• [課題 1]: 提示テキストによると、この映画の監督は誰ですか。
• [課題 2]: 提示テキストの「この映画の踏み絵は阿部サダヲだ。」から下へ「る映画である気がするからだ。」までのすべてを、「ハートウォーミングストーリー」を「心温まる物語」に差し替えて書き出してください。

• [提示テキスト]:
######
『パコと魔法の絵本』


パコと魔法の絵本 (幻冬舎文庫)

パコと魔法の絵本 (幻冬舎文庫)


この映画の踏み絵は阿部サダヲだ。


観てきました。『下妻物語』『嫌われ松子の一生』などで知られる中島哲也監督の最新作、CGと特殊メイクをふんだんに使った過剰でカラフルでドリーミングな画面づくりにほろりと泣けてしまうハートウォーミングストーリーな本作、『事故の後遺症で1日しか記憶のもたない少女(アヤカウィルソンたんのかわいさは奇跡)のために、病院中の嫌われ者、意地悪でわがままで偏屈な老人(役所広司)が彼女の読んでいた絵本を患者医者看護婦巻きこんでみんなで劇にしようとする』話だと知ったとき、これはもうなんか思いついた時点でいろいろ勝ちなストーリーじゃないか?鉄板じゃないか?と思ったものだがいざ観賞してみるとそうでもなかった。


と、いうのもこれはおそらく人によって好き嫌いが別れる、評価の割れる映画である気がするからだ。


まず、CGと特殊メイクで映画全体が覆われているせいで非常にファンタジックになっている。非現実パート/現実パートがあるわけではなく、全体的に一貫して、はじめから終わりまでこの映画の世界なのだ。


だから最初の時点で入りこめないと、後が苦しい。ツッコミ役が弱いのも惜しい。毒は薄い。元・子役のヤク中自殺常習者、室町のエピソードでさえも映画の雰囲気を壊してしまうほどのインパクトはない。


(しかし室町及び彼のエピが一番好きだ。土屋アンナ演じる悪魔的ヤンキー看護婦との絡みにはたいへん萌えさせていただいた)(そしてこのエピソードが浮いていないという時点で監督のうまさを実感する)
######
データ項目:
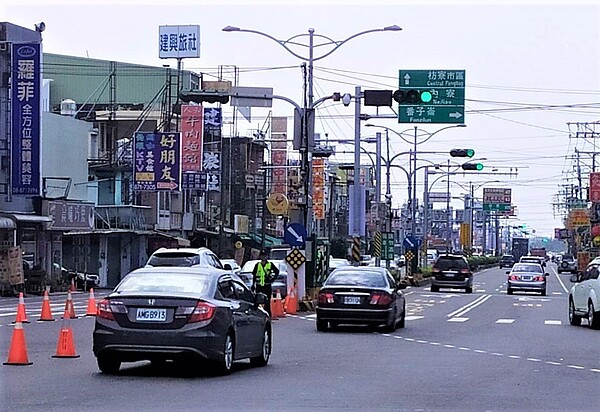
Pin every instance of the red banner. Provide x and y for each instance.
(595, 187)
(192, 127)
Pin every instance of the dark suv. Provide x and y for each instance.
(451, 271)
(567, 264)
(506, 261)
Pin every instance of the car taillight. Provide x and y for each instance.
######
• [結果 1]: 中島哲也監督です。

• [結果 2]:
この映画の踏み絵は阿部サダヲだ。


観てきました。『下妻物語』『嫌われ松子の一生』などで知られる中島哲也監督の最新作、CGと特殊メイクをふんだんに使った過剰でカラフルでドリーミングな画面づくりにほろりと泣けてしまう心温まる物語な本作、『事故の後遺症で1日しか記憶のもたない少女(アヤカウィルソンたんのかわいさは奇跡)のために、病院中の嫌われ者、意地悪でわがままで偏屈な老人(役所広司)が彼女の読んでいた絵本を患者医者看護婦巻きこんでみんなで劇にしようとする』話だと知ったとき、これはもうなんか思いついた時点でいろいろ勝ちなストーリーじゃないか?鉄板じゃないか?と思ったものだがいざ観賞してみるとそうでもなかった。


と、いうのもこれはおそらく人によって好き嫌いが別れる、評価の割れる映画である気がするからだ。